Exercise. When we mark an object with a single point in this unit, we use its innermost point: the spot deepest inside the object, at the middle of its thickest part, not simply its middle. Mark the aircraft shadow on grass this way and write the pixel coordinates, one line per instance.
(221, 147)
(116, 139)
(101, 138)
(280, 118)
::::::
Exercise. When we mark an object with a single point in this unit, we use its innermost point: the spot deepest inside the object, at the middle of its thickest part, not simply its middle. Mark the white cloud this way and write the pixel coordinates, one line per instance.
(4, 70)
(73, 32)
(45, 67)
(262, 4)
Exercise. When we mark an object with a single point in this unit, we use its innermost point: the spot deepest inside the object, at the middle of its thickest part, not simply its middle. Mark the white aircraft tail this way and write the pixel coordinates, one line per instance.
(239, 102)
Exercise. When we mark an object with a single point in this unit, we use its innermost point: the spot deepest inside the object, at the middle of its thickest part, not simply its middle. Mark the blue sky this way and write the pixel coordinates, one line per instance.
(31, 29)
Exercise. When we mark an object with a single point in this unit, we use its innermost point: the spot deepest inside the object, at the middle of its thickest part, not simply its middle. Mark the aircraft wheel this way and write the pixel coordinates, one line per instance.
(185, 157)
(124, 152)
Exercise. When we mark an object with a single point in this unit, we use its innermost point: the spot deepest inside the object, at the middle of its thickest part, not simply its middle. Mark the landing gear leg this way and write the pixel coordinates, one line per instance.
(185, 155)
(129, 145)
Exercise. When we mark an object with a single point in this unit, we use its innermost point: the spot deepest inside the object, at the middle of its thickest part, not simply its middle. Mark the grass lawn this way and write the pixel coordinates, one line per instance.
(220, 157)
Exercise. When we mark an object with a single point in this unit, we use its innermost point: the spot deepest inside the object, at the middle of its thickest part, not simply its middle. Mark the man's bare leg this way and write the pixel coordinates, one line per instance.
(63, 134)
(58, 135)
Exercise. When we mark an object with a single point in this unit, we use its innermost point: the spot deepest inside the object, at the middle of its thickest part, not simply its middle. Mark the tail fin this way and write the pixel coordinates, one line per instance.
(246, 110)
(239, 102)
::::::
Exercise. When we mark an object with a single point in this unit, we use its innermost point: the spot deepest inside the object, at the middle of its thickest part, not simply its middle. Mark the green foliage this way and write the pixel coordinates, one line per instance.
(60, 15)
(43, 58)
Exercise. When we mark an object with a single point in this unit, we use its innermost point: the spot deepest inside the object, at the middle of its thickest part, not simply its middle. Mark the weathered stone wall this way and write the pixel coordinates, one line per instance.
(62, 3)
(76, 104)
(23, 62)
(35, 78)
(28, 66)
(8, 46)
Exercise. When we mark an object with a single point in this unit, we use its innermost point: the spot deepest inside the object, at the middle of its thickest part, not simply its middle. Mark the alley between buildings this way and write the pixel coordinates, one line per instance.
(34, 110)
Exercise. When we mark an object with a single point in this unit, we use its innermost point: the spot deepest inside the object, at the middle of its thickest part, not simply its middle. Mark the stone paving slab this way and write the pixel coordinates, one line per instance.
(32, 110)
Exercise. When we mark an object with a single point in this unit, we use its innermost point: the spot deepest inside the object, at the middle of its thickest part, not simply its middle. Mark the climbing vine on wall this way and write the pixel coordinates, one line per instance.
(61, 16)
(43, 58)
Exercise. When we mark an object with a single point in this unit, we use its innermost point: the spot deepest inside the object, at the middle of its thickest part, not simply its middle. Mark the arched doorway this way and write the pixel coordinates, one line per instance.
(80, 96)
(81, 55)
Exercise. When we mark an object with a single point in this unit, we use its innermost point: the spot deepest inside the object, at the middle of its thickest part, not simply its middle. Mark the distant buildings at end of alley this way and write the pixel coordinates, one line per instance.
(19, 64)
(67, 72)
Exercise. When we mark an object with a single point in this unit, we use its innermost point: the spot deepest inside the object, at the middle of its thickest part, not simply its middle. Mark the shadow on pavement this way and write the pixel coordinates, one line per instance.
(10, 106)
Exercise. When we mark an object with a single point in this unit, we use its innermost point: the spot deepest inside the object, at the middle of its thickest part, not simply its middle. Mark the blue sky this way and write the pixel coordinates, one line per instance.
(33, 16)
::::::
Written exercise>
Filter the listing above and copy out each line that contains the string "shadow".

Written solution>
Exercise. When we mark an object with a single point in this unit, we use its innermost point: the spot deepest inside the object, at the middle of its thickest part, not simply its middle. Mark the aircraft shadow on grass this way and write the pixel coordinates, one line per instance.
Exercise. When we mark an object with a single point in this unit, we use its innermost point: the spot deepest inside the object, at the middle of its thickest part, not simply its middle. Mark the shadow on pavement this way and write the pixel coordinates, one line per instance.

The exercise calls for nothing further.